#### Aim of the task:
Using the listing, copy each whole line that features "below".

*** Block opens ***

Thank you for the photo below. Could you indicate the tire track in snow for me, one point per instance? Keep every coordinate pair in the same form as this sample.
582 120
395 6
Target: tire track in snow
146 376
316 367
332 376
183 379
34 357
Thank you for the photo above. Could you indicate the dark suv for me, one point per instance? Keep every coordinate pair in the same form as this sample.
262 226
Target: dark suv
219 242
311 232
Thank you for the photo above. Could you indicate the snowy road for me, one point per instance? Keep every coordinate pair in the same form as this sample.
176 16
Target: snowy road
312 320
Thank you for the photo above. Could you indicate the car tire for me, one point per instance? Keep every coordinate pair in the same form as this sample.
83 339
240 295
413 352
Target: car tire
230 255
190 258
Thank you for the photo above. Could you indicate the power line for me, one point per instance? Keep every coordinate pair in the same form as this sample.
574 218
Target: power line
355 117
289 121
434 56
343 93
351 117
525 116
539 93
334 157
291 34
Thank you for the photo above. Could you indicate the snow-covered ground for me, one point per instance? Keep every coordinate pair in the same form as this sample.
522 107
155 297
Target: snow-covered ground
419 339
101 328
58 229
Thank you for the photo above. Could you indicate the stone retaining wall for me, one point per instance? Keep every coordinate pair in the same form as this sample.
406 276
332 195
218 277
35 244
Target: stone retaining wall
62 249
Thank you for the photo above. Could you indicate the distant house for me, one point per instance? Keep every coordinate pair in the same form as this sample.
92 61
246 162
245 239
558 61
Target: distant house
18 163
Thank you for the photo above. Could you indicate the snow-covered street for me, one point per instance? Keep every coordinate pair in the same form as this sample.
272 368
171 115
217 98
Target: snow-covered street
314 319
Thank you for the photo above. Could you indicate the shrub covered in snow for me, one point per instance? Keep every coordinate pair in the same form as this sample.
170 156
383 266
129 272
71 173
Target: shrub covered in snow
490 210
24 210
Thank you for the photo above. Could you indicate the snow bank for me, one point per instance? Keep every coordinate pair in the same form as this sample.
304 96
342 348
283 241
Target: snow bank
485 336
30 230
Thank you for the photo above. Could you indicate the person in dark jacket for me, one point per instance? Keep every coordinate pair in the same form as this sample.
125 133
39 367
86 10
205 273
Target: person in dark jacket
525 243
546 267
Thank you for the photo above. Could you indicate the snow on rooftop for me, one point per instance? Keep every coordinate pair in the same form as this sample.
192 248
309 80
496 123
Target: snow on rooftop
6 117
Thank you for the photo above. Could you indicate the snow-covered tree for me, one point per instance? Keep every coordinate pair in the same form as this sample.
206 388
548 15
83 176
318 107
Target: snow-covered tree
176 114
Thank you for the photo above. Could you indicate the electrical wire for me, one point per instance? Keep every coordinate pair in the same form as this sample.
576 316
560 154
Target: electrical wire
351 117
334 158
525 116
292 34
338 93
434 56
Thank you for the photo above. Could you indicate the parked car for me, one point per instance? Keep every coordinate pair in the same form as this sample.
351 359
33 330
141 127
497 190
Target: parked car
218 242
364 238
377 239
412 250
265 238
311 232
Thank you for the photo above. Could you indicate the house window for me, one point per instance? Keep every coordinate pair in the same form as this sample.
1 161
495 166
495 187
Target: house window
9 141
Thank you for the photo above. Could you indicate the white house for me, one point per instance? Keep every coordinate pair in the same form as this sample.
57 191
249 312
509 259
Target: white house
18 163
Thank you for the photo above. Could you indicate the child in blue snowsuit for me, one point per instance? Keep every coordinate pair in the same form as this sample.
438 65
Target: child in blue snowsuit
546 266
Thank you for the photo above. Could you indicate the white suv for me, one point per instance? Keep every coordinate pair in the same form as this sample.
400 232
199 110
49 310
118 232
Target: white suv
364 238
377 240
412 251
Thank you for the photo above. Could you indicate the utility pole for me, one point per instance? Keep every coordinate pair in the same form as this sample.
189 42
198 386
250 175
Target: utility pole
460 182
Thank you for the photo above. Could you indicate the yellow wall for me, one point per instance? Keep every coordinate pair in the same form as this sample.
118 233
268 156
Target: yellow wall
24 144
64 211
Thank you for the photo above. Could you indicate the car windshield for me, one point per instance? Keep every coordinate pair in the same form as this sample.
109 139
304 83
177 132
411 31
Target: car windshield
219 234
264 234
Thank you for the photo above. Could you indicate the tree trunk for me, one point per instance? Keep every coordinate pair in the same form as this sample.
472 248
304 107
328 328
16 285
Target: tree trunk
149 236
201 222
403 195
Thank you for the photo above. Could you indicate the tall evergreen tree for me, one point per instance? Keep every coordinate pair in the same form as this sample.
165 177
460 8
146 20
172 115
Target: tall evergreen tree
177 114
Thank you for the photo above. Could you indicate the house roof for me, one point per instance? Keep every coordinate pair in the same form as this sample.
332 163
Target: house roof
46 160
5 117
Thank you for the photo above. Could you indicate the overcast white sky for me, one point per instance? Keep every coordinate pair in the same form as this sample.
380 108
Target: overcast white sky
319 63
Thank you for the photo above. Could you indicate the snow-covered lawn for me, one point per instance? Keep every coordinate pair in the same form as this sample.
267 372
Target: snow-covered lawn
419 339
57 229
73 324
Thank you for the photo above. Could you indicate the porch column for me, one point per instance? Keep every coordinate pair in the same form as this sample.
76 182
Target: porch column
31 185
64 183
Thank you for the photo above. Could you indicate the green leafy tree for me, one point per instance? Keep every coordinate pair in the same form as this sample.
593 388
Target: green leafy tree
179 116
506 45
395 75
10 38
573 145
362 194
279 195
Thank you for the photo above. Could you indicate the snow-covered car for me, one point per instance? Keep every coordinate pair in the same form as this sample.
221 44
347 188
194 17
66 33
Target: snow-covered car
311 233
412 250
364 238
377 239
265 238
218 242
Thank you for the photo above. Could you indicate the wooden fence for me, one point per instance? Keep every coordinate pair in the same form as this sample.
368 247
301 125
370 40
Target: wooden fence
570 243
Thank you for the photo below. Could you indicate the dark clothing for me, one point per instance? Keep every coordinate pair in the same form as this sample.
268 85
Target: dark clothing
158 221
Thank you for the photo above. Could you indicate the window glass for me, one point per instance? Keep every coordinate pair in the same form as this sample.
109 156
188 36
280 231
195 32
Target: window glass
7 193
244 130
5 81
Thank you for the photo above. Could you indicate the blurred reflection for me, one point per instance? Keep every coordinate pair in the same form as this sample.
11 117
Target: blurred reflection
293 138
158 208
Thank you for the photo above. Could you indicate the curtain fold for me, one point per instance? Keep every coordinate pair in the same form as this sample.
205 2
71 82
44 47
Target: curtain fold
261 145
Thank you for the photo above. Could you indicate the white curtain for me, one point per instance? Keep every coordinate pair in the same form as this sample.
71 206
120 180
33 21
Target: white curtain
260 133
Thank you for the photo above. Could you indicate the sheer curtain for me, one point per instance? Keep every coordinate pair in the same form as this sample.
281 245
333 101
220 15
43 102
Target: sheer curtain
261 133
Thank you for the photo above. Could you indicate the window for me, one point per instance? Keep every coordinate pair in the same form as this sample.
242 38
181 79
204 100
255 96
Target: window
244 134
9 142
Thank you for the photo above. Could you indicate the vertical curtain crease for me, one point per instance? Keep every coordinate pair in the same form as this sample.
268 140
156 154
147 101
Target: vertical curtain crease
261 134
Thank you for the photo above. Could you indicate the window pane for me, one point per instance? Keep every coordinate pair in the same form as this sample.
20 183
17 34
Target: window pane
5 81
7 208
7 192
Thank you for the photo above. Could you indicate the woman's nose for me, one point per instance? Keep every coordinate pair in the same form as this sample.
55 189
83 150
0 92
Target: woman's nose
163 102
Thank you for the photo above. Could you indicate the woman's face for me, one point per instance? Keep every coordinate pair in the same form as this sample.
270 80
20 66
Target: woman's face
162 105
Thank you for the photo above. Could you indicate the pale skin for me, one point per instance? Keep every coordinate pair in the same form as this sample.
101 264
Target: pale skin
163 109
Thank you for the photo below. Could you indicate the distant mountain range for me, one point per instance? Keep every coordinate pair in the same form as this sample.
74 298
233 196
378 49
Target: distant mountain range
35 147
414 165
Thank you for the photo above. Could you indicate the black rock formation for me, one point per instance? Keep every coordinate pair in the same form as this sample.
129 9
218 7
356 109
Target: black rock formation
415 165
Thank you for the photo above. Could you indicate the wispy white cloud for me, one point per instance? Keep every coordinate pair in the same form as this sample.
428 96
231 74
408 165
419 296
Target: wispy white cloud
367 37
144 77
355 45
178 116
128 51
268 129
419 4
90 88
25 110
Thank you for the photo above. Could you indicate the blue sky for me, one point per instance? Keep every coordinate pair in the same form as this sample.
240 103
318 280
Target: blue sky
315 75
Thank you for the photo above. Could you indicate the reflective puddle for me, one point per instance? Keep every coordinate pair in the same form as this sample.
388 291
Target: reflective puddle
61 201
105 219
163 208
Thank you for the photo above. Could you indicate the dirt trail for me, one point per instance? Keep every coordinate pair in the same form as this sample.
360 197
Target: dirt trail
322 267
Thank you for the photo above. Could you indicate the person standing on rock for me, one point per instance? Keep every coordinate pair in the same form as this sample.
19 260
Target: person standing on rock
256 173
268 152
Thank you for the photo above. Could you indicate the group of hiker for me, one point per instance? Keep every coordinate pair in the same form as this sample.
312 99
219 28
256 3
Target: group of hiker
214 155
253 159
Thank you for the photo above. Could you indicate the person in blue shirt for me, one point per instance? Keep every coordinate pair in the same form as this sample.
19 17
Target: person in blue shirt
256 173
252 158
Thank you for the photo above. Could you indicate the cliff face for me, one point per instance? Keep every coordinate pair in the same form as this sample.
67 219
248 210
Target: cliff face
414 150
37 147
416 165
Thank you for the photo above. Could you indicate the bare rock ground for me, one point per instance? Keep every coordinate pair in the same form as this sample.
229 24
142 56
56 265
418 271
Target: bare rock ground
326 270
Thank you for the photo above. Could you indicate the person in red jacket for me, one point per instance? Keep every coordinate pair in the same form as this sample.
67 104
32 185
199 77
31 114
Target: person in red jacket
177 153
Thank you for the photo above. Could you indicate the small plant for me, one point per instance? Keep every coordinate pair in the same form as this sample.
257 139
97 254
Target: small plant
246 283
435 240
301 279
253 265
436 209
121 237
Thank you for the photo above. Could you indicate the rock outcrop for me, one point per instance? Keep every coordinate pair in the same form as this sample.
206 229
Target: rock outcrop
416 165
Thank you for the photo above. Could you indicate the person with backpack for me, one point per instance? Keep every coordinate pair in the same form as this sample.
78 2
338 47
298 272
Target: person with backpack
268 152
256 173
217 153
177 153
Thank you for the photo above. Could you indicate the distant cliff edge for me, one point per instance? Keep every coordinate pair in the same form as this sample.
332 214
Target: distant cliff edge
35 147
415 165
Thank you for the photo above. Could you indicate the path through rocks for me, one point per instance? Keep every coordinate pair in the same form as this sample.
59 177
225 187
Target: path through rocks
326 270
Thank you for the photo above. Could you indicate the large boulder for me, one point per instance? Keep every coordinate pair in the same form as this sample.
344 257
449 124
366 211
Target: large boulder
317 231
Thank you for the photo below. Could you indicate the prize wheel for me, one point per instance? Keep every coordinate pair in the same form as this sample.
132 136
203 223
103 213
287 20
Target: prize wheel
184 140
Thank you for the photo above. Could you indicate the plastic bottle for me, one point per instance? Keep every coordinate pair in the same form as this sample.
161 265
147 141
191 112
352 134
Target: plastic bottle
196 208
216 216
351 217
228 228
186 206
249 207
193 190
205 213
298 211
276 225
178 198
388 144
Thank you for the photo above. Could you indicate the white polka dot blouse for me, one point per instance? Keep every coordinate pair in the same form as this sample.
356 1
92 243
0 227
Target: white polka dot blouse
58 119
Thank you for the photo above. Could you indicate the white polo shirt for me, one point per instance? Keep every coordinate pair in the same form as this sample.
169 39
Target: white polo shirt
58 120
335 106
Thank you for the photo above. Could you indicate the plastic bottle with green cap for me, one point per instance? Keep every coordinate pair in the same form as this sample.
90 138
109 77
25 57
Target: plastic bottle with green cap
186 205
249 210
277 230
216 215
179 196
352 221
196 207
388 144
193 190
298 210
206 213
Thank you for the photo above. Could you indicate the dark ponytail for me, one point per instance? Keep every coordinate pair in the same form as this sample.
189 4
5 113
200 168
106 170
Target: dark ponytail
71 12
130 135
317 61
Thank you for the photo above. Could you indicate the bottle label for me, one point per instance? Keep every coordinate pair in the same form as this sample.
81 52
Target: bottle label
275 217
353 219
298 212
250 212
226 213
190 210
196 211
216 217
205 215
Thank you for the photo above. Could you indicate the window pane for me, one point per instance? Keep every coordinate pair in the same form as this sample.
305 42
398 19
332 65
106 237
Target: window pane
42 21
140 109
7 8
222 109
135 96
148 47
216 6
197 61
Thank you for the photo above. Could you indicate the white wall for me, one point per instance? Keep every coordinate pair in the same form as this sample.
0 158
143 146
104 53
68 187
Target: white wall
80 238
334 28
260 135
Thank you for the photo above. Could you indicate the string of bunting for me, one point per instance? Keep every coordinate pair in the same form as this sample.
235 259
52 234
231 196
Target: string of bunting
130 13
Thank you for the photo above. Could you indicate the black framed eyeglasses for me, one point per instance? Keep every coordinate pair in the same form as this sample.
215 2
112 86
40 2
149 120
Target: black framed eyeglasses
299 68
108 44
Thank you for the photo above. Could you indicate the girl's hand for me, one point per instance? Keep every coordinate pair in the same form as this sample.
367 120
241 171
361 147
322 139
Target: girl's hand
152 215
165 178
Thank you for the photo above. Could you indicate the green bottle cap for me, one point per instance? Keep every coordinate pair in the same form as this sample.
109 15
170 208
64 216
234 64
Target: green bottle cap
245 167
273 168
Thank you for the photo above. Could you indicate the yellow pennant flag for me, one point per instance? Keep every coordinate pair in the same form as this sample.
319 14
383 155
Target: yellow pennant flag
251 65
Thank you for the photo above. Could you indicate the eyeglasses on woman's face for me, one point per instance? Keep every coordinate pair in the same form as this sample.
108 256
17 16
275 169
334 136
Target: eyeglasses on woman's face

*** Block closes ***

#### Written answer:
Thank you for the photo below. Could you indicate the tire track in snow for me, one point per instance? Keep every coordinate pair in the same form as this sample.
Thank you for the photo below. Could you indicate the dark clothing for me, one point per instance? Keep every coordinate pair in the same form as this sample.
Thank you for the photo below. Could you indicate the distant mountain range for me, one point per instance? Keep every coordinate pair in the same form as this sample.
Thank you for the photo below. Could you indicate the prize wheel for me, one point per instance? Keep every coordinate pair in the same form as this sample.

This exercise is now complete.